_Given data_.
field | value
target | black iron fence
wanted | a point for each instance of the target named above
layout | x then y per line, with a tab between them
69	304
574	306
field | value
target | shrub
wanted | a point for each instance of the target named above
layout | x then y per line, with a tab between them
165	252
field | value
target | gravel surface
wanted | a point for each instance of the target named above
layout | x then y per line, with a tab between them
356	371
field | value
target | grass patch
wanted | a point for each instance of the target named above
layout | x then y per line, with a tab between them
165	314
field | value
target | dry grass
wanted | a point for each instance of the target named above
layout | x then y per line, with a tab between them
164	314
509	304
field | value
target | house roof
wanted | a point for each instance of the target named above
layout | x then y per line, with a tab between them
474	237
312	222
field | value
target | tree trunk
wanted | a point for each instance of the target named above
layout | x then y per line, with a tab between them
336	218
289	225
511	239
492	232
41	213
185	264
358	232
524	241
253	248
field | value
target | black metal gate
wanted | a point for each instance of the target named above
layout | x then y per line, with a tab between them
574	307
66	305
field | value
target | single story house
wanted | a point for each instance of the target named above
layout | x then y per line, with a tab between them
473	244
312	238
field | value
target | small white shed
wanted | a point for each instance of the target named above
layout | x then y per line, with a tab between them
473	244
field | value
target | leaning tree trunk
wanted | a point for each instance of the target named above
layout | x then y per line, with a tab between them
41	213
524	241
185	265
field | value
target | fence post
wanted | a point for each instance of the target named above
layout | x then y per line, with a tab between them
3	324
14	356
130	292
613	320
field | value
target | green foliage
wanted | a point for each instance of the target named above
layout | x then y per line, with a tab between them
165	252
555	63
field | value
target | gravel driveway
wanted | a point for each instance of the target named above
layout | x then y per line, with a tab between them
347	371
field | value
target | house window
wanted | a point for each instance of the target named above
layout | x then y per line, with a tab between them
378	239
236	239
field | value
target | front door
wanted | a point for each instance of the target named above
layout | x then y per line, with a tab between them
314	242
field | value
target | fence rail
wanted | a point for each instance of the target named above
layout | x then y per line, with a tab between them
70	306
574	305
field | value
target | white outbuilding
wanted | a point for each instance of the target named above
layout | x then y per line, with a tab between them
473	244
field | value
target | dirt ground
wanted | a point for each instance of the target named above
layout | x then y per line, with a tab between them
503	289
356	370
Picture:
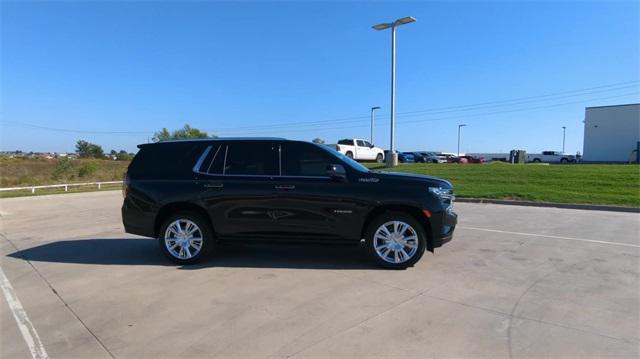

_Problem description_.
For this exercise, restate the material exactly and skip every picture.

_Solution to this exercise_.
field | value
target | black iron fence
wanted | a point for each instance of the target named above
layout | x then y per line, with a tab between them
69	304
574	306
field | value
target | shrub
wanted | a point for each instance of the target named above
layout | x then y per line, with a tab between them
165	252
field | value
target | gravel surface
wanted | a point for each instance of the target named above
layout | x then y per line, with a tab between them
356	371
field | value
target | grass patch
wanted | a point for each instance of the target named above
layout | x then y per line, with a tab between them
165	314
field | value
target | dry grass
wanted | a point for each instance of the target named above
layout | x then y per line, with a tab between them
164	314
509	304
field | value
target | house roof
wanted | a point for each instance of the target named above
layout | x then y per line, with a tab between them
474	237
312	222
field | value
target | tree trunk
wanted | a point for each instance of the target named above
layout | x then y per line, with a tab between them
336	218
289	225
511	239
492	232
41	213
185	264
358	232
524	241
253	248
field | value
target | black metal gate
wanted | a point for each instance of the target named above
layout | x then y per line, with a tab between them
574	307
66	305
field | value
target | single story house
wanted | a point for each instance of the target named above
layout | x then y per line, with a tab between them
473	244
312	238
field | value
target | small white shed
wanted | a point for each instance of the target named above
layout | x then y per line, with a tab between them
473	244
field | value
target | leaning tree trunk
wanted | a point for each instance of the target named above
layout | x then y per line, with a tab between them
41	213
524	241
185	265
field | value
target | fence post
wanted | a point for each instance of the target named above
layout | x then y per line, with a tab between them
3	324
14	356
130	292
613	320
field | value
target | green foliage
wanted | a point for each instance of the target named above
layout | x then y per line, with a tab between them
165	252
555	63
field | value
target | gravel driveway
wanted | a point for each instance of the target named above
layout | x then y per line, with a tab between them
347	371
field | value
target | house window
wanted | a point for each instance of the target named above
layout | x then y per line, with a tab between them
378	239
236	239
field | value
target | front door
wanted | a point for each instance of the target named above
layout | x then y per line, with a tab between them
314	242
field | value
target | fence rail
wanted | a point for each instance of the target named above
layout | x then y per line, with a tab between them
70	306
574	305
field | value
target | white outbuilding
wanted | a point for each instance of the target named above
layout | x then y per line, with a tab between them
473	244
field | value
target | dirt ground
wanted | a point for each instance of the target named above
layout | x then y per line, with a tab between them
503	289
356	370
Picture:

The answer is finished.